* [Task goal]:
Pull out every line below that holds the word "item".

+++ Data for this task

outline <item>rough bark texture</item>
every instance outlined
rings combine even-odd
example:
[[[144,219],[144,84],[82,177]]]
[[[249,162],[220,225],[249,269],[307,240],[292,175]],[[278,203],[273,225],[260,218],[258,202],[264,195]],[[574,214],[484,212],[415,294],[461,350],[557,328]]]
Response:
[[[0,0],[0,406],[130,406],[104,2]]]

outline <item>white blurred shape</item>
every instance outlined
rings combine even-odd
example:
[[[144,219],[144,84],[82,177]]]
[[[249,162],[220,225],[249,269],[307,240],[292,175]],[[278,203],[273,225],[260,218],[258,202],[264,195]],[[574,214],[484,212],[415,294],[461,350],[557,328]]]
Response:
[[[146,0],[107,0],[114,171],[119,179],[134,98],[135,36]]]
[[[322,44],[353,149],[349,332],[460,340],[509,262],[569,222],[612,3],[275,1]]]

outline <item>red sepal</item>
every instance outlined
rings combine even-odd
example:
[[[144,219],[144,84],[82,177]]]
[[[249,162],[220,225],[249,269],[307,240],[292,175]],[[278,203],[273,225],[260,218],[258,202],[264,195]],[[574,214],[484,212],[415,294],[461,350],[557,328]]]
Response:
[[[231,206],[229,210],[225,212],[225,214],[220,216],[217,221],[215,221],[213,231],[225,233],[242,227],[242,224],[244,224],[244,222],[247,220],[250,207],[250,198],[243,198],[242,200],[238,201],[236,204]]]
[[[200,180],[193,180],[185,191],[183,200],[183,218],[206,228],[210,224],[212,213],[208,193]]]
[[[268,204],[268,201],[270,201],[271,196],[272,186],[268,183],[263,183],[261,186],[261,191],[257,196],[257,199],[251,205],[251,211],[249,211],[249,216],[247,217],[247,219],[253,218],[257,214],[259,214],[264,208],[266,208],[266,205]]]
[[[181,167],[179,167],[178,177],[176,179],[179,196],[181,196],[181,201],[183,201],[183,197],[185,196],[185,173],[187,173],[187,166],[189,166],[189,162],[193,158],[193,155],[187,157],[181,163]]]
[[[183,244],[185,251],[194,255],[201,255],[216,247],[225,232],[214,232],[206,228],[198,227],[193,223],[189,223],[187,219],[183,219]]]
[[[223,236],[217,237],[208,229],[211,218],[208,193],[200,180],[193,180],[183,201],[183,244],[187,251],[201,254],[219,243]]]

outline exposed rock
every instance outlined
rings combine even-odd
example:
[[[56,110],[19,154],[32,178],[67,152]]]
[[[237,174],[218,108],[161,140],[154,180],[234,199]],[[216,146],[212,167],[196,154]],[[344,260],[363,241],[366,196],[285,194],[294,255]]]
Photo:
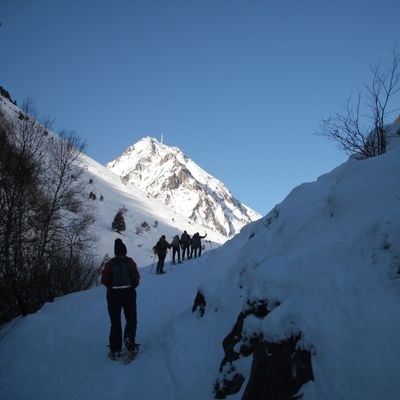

++++++

* [Answer for the task]:
outline <item>rough bark texture</item>
outline <item>white blurred shape</item>
outline <item>red sepal</item>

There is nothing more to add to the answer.